§ **What needs to be done**: Extract every line in the records below that contains the string "wooden" and reproduce each one unchanged, in its original order.

§ **Dataset entries**:
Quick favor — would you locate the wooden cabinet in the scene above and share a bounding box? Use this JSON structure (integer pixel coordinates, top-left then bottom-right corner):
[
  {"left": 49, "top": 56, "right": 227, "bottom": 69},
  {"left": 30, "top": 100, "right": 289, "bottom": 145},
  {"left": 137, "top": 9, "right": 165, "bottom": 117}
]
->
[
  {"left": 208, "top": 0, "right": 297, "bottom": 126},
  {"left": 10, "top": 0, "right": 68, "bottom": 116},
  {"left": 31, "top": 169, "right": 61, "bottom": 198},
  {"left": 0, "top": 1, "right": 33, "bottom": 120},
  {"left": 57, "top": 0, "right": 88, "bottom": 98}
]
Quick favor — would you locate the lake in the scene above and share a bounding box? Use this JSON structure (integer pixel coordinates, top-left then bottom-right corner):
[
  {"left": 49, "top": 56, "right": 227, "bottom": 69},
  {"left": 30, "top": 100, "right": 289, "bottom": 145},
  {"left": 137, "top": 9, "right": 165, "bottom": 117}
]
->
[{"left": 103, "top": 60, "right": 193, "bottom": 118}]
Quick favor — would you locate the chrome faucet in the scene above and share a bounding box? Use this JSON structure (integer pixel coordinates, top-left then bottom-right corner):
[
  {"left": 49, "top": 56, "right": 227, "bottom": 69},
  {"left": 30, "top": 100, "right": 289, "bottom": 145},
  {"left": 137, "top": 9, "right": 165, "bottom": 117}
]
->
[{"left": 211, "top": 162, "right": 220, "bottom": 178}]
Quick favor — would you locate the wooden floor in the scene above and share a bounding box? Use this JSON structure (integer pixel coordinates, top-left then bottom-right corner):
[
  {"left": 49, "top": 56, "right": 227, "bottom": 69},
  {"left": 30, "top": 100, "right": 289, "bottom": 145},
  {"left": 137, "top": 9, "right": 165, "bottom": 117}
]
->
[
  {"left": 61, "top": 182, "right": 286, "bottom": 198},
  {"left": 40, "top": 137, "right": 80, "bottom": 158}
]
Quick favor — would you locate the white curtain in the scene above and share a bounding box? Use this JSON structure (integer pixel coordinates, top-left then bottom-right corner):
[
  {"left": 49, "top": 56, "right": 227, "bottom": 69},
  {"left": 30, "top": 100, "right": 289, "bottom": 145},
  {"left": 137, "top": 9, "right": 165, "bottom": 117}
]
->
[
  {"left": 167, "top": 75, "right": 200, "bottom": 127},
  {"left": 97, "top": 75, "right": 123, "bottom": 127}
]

§ **Exercise answer**:
Quick favor — would you locate the wooden cabinet in the scene above and share a bounding box? Use this JSON structure (integer pixel coordinates, top-left then bottom-right corner):
Quick favor — would you locate the wooden floor in the scene above and share a bounding box? Use this JSON structure (integer pixel coordinates, top-left then bottom-right corner):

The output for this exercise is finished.